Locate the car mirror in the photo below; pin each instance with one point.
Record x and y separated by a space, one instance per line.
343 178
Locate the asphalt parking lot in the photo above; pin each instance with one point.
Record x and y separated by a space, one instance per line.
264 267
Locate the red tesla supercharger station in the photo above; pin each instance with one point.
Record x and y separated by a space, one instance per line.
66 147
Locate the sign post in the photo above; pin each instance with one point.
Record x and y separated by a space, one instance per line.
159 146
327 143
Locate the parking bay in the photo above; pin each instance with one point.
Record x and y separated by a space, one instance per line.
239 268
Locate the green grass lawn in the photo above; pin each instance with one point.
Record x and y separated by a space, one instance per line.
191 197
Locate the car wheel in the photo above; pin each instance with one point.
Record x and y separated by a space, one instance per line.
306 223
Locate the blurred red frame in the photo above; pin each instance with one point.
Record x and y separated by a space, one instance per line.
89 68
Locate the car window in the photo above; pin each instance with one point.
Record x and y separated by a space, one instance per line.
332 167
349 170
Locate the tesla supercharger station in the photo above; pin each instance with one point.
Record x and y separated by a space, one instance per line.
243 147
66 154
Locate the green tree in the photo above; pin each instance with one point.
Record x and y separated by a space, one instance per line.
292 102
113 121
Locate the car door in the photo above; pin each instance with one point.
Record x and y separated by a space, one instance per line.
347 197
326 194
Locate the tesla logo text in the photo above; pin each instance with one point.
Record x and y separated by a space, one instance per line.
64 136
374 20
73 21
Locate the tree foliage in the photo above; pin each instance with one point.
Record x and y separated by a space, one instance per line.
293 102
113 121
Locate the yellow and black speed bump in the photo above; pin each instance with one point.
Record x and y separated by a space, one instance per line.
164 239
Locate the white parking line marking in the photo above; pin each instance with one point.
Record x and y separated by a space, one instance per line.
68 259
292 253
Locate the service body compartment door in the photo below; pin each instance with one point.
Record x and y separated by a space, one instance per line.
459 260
----------
● **Exercise**
Copy all of the material above line by line, keeping every word and number unchanged.

● **Final result**
Locate the car mirror in the photo below; pin each instance with one point.
Record x and y separated by a space, one instance per line.
343 178
Locate the asphalt parking lot in the photo above; pin each instance with one point.
Record x and y separated by a space, one instance per line.
264 267
Locate the red tesla supercharger station in the photo above; pin each instance with one point.
Record x and y separated by a space, one instance per line.
66 147
Locate the sign post in the photo above; pin each instance with one point.
Record x and y separated by a space, one instance per line.
159 146
327 143
Locate the parking bay in the photo above; pin each instance with one point.
Record x and y separated by a space, one instance per line.
239 268
Locate the green grass lawn in the photo above; pin each instance with one point.
Record x and y separated by a space, one instance per line.
191 197
Locate the car wheel in the photo above; pin each instance with one point.
Record x and y separated by a space, one instance per line.
306 223
Locate the blurred red frame in the photo above; pin each instance with one point.
Record x and y separated by a space, one instance per line.
89 68
Locate the car window in the photo above; pin each instance with one point.
Record x and y separated by a space, one instance per line.
332 167
349 170
Locate the tesla supercharger station in the photo above; pin each instance with one point.
Record x and y separated by a space, one instance per line.
243 147
66 154
Locate the green tree in the photo above; pin each instance with one point.
Record x and y separated by a space, one instance per line.
292 102
113 121
Locate the car door in the photo above; pin each instance with one point.
Record x and y separated by a space, one instance per line.
347 197
326 194
Locate the tesla logo text in the photo above; pin each instance with one point.
Record x and y separated by a space, one instance per line.
64 136
374 20
73 21
Locate the tree foliage in the photo above; pin each instance with one point.
Record x and y separated by a space, one instance per line.
293 102
113 121
Locate the yellow and black speed bump in the photo above; pin each instance with one point.
Record x and y separated by a space, one instance per line.
164 239
Locate the white parking line marking in the photo above; pin each instance with one point.
Record x and y separated by a space, one instance per line.
68 259
292 253
Locate the service body compartment door in the photo below; pin each instance with one point.
Record x and y separated by a space, one instance per line.
459 260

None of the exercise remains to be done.